====== DOCUMENT EXTRACT
I can escape the dictates of nature and circumstance only by acting autonomously, according to a law I give myself. Such a law must be unconditioned by my particular wants and desires. So Kant's demanding notions of freedom and morality are connected. Acting freely, that is, autonomously, and acting morally, according to the categorical imperative, are one and the same.

This way of thinking about morality and freedom leads Kant to his devastating critique of utilitarianism. The effort to base morality on some particular interest or desire (such as happiness or utility) was bound to fail. "For what they discovered was never duty, but only the necessity of acting from a certain interest." But any principle based on interest "was bound to be always a conditioned one and could not possibly serve as a moral law."

Questions for Kant

Kant's moral philosophy is powerful and compelling. But it can be difficult to grasp, especially at first. If you have followed along so far, several questions may have occurred to you. Here are four especially important ones.
============
====== STORED ROWS
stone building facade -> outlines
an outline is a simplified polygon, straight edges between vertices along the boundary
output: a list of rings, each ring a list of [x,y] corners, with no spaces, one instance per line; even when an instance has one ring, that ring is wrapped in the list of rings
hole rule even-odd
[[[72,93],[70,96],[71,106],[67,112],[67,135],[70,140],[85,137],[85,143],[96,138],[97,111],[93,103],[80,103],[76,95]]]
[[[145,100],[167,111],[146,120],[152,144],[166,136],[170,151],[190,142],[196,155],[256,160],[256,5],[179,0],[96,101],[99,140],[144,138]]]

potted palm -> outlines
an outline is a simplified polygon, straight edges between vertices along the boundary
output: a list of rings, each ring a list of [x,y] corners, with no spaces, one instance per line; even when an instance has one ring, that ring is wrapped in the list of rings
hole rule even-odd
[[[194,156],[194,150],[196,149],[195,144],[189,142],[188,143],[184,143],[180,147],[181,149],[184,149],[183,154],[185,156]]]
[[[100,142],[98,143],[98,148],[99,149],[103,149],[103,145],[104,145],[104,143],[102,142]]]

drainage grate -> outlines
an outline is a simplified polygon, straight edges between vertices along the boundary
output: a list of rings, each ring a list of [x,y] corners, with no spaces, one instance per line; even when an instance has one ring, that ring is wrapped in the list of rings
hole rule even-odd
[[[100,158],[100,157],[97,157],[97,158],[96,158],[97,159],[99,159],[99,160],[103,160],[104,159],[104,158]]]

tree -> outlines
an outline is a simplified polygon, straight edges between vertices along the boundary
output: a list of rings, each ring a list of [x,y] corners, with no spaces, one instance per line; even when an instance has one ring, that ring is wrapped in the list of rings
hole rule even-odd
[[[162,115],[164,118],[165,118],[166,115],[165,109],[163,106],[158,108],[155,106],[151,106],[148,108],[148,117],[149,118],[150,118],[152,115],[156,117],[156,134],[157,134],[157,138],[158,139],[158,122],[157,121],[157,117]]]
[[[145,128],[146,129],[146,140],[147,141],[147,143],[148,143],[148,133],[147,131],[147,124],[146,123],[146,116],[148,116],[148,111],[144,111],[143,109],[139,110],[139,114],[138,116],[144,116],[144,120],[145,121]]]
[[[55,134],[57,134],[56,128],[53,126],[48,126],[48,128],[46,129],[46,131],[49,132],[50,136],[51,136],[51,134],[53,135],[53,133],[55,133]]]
============
EXERCISE TASKS —
1. In the rows, change "vertices" to "corner points" in the lines from the one containing "tree -> outlines" through the last line of the rows, and give those lines back with nothing else altered.
2. Carry on the passage about Kant's moral philosophy from its last sentence.
The Kant passage and the rows are unrelated to each other.

THE RESPONSES —
1.
tree -> outlines
an outline is a simplified polygon, straight edges between corner points along the boundary
output: a list of rings, each ring a list of [x,y] corners, with no spaces, one instance per line; even when an instance has one ring, that ring is wrapped in the list of rings
hole rule even-odd
[[[162,115],[164,118],[165,118],[166,115],[165,109],[163,106],[158,108],[155,106],[151,106],[148,108],[148,117],[149,118],[150,118],[152,115],[156,117],[156,134],[157,134],[157,138],[158,139],[158,122],[157,121],[157,117]]]
[[[145,128],[146,129],[146,140],[147,141],[147,143],[148,143],[148,133],[147,131],[147,124],[146,123],[146,116],[148,116],[148,111],[144,111],[143,109],[139,110],[139,114],[138,116],[144,116],[144,120],[145,121]]]
[[[55,134],[57,134],[56,128],[53,126],[48,126],[48,128],[46,129],[46,131],[49,132],[50,136],[51,136],[51,134],[53,135],[53,133],[55,133]]]

2.
QUESTION 1: Kant's categorical imperative tells us to treat everyone with respect, as an end in itself. Isn't this pretty much the same as the Golden Rule? ("Do unto others as you would have them do unto you.")

ANSWER: No. The Golden Rule depends on contingent facts about how people would like to be treated. The categorical imperative requires that we abstract from such contingencies and respect persons as rational beings, regardless of what they might want in a particular situation.

Suppose you learn that your brother has died in a car accident. Your elderly mother, in frail condition in a nursing home, asks for news of him. You are torn between telling her the truth and sparing her the shock and agony of it. What is the right thing to do? The Golden Rule would ask, "How would you like to be treated in a similar circumstance?" The answer, of course, is highly contingent. Some people would rather be spared harsh truths at vulnerable moments, while others want the truth, however painful. You might well conclude that, if you found yourself in your mother's condition, you would rather not be told.

For Kant, however, this is the wrong question to ask. What matters is not how you (or your mother) would feel under these circumstances, but what it means to treat persons as rational beings, worthy of respect. Here is a case where compassion might point one way and Kantian respect another. From the standpoint of the categorical imperative, lying to your mother out of concern for her feelings would arguably use her as a means to her own contentment rather than respect her as a rational being.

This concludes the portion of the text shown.